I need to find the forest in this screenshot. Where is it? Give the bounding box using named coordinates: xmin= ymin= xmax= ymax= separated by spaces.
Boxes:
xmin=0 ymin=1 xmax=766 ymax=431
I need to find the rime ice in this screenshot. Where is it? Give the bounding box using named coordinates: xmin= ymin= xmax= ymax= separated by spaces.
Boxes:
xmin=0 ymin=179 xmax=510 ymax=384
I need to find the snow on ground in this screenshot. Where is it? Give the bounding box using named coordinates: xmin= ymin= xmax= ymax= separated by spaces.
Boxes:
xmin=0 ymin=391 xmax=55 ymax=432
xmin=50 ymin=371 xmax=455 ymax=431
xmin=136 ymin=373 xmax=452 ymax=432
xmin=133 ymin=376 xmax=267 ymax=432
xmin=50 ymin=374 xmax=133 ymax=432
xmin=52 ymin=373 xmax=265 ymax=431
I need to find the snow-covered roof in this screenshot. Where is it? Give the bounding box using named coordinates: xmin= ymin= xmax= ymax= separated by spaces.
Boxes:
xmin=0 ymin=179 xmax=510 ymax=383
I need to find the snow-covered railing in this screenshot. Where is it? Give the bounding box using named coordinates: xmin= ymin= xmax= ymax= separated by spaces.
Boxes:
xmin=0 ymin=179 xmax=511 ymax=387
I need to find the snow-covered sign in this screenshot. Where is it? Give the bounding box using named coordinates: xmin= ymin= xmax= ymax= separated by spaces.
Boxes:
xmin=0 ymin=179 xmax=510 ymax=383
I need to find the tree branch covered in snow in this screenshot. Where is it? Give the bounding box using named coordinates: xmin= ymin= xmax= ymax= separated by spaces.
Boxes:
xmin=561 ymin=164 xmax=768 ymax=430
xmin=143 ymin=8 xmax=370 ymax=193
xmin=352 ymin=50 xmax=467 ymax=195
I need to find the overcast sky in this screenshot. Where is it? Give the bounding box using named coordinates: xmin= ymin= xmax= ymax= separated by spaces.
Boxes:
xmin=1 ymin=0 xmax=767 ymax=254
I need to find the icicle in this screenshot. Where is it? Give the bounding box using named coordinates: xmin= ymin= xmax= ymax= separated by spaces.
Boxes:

§ What the task asks: Every line holding the string "covered" should be copied here, so please find those lines in the data.

§ Result for this task:
I need to find the snow-covered roof in this screenshot. Where is it? Give the bounding box using named coordinates: xmin= ymin= xmax= ymax= separated by spaces.
I need to find the snow-covered railing in this screenshot. Where is it? Give the bounding box using named coordinates: xmin= ymin= xmax= ymax= separated by spaces.
I need to find the snow-covered sign in this screenshot. Where is it? Give the bounding box using named coordinates: xmin= ymin= xmax= ymax= separated by spaces.
I need to find the tree branch covered in snow in this screenshot. Where is it? Give the bounding box using named coordinates: xmin= ymin= xmax= ymax= separated by spaces.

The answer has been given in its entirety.